*INPUT MATERIAL*.
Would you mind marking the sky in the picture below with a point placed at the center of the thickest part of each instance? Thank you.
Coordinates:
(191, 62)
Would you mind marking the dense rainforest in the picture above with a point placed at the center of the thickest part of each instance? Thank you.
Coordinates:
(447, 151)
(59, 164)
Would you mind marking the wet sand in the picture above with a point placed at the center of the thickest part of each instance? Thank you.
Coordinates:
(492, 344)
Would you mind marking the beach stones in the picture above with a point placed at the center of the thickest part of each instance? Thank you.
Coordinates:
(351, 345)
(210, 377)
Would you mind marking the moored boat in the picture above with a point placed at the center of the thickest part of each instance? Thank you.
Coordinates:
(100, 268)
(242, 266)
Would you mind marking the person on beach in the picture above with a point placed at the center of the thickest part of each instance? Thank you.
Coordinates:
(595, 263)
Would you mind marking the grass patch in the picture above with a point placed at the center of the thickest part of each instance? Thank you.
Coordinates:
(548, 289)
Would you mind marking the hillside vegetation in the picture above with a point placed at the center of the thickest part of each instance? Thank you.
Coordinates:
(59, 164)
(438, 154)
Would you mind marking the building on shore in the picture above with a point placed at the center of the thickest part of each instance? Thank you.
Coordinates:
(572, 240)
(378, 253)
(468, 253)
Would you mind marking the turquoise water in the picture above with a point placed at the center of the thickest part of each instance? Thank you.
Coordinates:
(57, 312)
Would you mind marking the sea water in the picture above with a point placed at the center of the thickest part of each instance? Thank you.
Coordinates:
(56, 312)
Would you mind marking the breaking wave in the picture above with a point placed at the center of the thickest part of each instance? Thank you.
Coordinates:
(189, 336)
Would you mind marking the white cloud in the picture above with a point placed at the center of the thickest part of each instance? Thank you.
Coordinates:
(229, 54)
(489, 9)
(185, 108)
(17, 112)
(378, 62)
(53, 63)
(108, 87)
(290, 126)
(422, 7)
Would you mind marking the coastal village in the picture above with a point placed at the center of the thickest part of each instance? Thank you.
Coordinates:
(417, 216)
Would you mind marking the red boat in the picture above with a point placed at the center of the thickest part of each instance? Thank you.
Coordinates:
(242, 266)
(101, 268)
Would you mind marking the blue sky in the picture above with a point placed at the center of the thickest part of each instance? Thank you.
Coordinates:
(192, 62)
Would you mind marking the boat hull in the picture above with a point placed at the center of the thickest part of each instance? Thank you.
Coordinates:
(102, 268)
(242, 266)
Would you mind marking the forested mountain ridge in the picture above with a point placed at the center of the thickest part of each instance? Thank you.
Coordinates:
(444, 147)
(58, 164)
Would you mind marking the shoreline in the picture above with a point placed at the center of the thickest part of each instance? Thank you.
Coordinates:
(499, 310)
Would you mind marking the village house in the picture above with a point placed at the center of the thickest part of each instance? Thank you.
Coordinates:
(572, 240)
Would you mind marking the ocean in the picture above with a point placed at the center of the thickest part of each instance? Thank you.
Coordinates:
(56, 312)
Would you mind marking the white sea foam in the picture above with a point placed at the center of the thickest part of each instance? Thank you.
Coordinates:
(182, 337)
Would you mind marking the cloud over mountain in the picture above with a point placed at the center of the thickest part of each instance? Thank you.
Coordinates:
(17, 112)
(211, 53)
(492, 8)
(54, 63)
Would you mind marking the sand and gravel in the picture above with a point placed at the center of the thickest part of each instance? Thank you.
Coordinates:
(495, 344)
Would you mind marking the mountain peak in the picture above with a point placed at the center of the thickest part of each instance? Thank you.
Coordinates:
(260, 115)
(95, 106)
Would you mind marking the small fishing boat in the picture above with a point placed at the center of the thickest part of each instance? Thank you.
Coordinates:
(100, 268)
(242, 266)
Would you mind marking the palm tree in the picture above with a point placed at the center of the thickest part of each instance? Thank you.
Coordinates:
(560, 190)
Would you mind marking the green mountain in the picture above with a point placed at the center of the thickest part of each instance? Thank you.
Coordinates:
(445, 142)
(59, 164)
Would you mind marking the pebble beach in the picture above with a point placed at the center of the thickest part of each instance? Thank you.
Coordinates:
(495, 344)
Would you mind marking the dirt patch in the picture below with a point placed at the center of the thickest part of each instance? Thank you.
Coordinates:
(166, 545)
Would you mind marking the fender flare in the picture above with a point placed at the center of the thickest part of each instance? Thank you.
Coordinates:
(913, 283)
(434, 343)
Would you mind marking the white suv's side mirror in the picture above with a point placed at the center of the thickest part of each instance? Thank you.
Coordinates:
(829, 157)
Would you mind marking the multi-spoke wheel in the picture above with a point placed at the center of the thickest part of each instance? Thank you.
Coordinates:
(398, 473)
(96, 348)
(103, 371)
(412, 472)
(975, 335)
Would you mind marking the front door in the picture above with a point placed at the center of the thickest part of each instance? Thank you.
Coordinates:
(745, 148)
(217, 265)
...
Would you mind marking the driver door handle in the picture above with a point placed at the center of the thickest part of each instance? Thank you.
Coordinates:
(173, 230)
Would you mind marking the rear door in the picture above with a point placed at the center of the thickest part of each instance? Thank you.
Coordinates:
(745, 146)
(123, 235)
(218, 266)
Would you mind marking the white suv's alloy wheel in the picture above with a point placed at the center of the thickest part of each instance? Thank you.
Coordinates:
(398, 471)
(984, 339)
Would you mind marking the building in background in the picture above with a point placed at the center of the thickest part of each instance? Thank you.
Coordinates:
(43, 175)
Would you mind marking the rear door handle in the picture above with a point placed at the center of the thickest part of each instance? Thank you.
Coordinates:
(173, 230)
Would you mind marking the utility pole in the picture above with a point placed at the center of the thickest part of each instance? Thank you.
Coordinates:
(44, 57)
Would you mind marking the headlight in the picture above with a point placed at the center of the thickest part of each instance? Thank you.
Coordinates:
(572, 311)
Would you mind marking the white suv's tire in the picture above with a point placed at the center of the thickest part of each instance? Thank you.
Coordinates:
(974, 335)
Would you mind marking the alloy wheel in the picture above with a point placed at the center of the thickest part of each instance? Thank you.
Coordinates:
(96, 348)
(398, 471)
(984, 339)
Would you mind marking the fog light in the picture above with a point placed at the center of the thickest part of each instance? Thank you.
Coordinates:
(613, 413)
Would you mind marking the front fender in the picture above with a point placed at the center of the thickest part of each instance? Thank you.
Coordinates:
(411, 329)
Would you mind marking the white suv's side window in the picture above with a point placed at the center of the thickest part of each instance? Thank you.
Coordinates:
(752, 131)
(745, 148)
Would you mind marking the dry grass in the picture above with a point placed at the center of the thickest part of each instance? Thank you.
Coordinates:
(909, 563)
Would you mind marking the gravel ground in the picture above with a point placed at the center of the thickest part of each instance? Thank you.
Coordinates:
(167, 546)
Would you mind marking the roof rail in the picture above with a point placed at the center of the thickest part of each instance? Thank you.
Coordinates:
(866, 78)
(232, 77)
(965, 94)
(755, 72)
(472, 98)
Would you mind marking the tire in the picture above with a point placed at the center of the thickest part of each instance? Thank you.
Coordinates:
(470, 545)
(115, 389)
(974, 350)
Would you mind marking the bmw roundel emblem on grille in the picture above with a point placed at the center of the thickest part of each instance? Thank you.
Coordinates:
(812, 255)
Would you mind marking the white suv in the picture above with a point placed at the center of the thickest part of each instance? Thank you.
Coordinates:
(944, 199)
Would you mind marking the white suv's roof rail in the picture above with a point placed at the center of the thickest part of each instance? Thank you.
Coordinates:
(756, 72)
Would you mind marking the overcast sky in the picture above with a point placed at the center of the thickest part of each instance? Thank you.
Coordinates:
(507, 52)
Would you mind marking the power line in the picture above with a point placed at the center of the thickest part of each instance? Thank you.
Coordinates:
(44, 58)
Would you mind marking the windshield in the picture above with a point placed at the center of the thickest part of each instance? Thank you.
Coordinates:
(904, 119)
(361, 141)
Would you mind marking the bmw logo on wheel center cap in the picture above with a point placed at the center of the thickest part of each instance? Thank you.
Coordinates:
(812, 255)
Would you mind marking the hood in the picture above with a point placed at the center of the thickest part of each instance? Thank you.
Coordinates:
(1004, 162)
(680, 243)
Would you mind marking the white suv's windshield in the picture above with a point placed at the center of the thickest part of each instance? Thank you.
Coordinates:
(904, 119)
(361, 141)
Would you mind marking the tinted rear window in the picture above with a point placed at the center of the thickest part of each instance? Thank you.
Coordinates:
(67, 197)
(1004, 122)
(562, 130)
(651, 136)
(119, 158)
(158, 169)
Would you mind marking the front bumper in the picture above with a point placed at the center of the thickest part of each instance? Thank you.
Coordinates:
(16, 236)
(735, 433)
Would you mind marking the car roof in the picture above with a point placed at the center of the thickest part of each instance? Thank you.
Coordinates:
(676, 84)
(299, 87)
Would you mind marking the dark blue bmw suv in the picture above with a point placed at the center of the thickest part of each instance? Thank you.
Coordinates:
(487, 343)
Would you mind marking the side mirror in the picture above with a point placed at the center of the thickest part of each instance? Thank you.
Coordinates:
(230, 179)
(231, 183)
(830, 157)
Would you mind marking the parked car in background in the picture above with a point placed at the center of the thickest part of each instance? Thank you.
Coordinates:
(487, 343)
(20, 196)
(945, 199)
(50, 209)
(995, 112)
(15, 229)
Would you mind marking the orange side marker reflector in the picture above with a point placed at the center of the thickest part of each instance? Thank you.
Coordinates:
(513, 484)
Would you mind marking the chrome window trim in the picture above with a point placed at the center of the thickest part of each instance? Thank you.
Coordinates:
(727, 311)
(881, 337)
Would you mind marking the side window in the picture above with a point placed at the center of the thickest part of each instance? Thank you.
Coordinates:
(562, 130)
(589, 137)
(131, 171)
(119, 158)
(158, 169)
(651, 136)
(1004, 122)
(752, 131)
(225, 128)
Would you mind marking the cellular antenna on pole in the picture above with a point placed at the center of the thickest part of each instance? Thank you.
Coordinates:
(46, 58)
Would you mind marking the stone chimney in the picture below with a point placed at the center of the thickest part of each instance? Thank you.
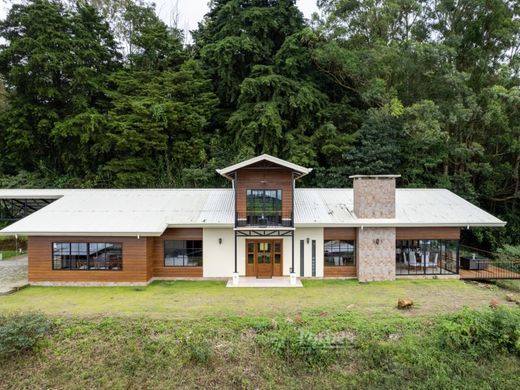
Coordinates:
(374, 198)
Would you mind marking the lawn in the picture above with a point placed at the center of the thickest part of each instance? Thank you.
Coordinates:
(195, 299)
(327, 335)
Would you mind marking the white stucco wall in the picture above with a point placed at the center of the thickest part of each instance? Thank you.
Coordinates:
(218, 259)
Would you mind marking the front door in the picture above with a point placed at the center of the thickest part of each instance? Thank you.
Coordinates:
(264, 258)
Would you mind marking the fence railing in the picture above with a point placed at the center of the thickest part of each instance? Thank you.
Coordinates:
...
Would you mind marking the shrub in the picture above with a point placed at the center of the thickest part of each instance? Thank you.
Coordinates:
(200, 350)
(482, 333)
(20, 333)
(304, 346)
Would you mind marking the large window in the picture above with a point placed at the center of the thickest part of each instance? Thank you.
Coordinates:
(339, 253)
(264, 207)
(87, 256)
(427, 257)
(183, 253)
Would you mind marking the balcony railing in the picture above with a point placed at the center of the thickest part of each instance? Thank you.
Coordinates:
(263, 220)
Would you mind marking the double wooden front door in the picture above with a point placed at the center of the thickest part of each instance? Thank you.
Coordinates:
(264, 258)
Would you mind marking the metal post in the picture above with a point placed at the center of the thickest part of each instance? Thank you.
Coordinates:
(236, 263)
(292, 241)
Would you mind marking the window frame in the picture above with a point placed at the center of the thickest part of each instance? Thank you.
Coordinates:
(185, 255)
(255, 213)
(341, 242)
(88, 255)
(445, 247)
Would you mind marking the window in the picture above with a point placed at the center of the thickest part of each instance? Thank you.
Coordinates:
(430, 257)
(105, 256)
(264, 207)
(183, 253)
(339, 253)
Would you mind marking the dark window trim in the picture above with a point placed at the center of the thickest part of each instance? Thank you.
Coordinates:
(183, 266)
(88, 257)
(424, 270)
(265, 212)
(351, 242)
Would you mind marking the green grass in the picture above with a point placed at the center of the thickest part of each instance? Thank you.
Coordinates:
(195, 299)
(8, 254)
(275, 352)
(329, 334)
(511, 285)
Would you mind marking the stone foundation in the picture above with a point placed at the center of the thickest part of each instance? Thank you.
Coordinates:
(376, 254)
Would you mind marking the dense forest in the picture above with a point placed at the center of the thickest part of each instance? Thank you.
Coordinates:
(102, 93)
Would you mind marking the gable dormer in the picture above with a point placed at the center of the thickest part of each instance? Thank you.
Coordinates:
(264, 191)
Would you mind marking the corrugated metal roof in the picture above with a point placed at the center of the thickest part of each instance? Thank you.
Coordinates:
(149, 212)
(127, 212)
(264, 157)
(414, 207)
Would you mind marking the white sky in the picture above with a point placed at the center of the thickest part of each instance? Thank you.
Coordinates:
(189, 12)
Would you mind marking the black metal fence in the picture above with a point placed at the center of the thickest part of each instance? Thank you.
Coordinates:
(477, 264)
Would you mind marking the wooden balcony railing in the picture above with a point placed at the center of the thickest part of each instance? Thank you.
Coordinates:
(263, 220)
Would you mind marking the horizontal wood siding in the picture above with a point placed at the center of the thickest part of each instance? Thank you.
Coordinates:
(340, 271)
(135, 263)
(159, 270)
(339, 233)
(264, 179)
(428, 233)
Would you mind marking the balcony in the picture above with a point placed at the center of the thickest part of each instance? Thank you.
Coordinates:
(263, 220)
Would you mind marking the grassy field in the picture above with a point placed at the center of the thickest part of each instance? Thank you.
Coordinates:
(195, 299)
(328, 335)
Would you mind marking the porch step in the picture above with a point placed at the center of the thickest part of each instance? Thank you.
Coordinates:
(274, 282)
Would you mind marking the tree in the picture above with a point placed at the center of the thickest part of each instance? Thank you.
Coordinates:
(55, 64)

*REQUIRED WORK*. Pick out every line in the material above that contains the string "alloy", and copy each of those lines in full.

*EXERCISE RESULT*.
Would you mind marking the white suv's alloy wheel in the picture above with a point placed at the center of the thickest part of each instance? Thank you.
Would you mind marking the alloy wheel in the picture above with a point placed at the center of the thickest part of each instance? Thank you.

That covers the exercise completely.